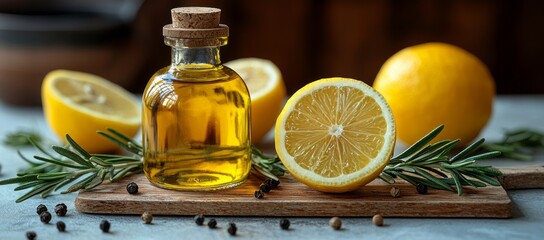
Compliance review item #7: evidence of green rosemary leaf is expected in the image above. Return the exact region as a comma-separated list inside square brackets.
[110, 164, 142, 182]
[251, 165, 279, 181]
[467, 151, 502, 160]
[450, 138, 485, 162]
[65, 134, 91, 159]
[40, 187, 54, 198]
[17, 150, 40, 166]
[97, 131, 140, 154]
[442, 158, 476, 169]
[406, 140, 450, 162]
[439, 139, 461, 156]
[34, 156, 86, 169]
[414, 168, 453, 191]
[89, 156, 113, 167]
[62, 172, 97, 194]
[450, 169, 487, 187]
[52, 146, 94, 167]
[28, 139, 60, 160]
[0, 174, 38, 185]
[397, 173, 451, 191]
[407, 140, 458, 164]
[444, 168, 463, 196]
[83, 169, 106, 190]
[393, 125, 444, 159]
[420, 166, 448, 178]
[13, 181, 44, 191]
[36, 172, 70, 181]
[479, 166, 502, 177]
[53, 177, 76, 191]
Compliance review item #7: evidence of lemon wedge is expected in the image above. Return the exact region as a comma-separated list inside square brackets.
[275, 78, 395, 192]
[225, 58, 286, 142]
[42, 70, 141, 153]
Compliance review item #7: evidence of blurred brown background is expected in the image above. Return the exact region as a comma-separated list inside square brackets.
[0, 0, 544, 105]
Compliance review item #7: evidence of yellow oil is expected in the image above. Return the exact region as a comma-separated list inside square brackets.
[142, 64, 251, 190]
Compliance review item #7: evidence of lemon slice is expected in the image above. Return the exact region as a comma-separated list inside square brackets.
[225, 58, 286, 142]
[275, 78, 395, 192]
[42, 70, 141, 153]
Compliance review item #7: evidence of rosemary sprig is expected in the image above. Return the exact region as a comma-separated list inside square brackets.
[482, 129, 544, 161]
[0, 129, 286, 202]
[0, 126, 501, 202]
[380, 125, 501, 195]
[0, 129, 142, 203]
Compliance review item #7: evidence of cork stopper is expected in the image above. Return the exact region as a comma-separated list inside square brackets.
[162, 7, 229, 39]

Exercise directions: In the rows above, copy the part that opens with the row containing "Compliance review item #7: evidence of rosemary" and closes with the last row, substituting "rosemary branch" for "rosemary sprig" and keeping everything else unchanged.

Answer to this task:
Compliance review item #7: evidence of rosemary branch is expected in the image above. Return the exact region as a comma-separated list inside square brackets.
[482, 129, 544, 161]
[0, 129, 286, 202]
[0, 126, 501, 202]
[380, 125, 501, 195]
[0, 129, 142, 203]
Compliance review item #7: evidence of cork stopper is expected in the image above. Return the exact region as a comma-separated list inside square brackets.
[162, 7, 229, 39]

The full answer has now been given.